Exercise - Every record must be written out once more, with nothing added or omitted.

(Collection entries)
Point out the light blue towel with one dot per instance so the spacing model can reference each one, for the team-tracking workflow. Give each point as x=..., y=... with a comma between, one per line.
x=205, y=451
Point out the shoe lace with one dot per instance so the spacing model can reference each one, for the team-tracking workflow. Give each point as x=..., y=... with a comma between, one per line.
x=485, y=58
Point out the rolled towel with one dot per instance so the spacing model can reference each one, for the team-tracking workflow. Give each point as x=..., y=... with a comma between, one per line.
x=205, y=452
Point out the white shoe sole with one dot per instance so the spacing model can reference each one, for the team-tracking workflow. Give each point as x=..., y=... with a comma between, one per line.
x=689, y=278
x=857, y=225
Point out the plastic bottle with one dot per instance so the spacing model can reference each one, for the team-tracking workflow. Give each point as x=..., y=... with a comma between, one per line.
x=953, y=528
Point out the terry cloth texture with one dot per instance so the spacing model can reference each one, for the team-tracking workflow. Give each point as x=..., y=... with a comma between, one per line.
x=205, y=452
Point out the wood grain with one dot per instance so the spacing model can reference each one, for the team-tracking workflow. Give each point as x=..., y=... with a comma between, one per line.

The output -
Point out the light blue towel with one dot per instance so the spacing model can reference each one, for the team-tracking workflow. Give each point as x=..., y=... with a comma between, one per line.
x=205, y=451
Point out the shoe lace with one dot per instance so the spacing model can reference each one, for the team-tracking workflow. Give each point as x=..., y=... with a comma between, one per line.
x=485, y=58
Point out the rolled towel with one dot per instance so the spacing model can reference each one, for the team-tracking workflow. Give each point as x=..., y=... with a comma between, one per line.
x=205, y=452
Point out the white shoe sole with one dot per instance so the spacing model can reference each one, for the team-tracking workflow. Give each point as x=..., y=... with a comma between, one per line.
x=689, y=278
x=857, y=225
Point out the plastic bottle with one dot per instance so the spacing model can reference each one, for the team-tracking workflow. Give each point as x=..., y=... with a comma between, one per line.
x=953, y=528
Point out the terry cloth texture with one dot per instance so the spacing model can reference each one, for the team-tracking workflow. Give each point as x=..., y=... with a comma between, one per line.
x=205, y=452
Point out the wood grain with one dot per instance so the spacing model can reference each one, for the team-tracking workflow. Give each point as x=..., y=... with a comma between, one per line.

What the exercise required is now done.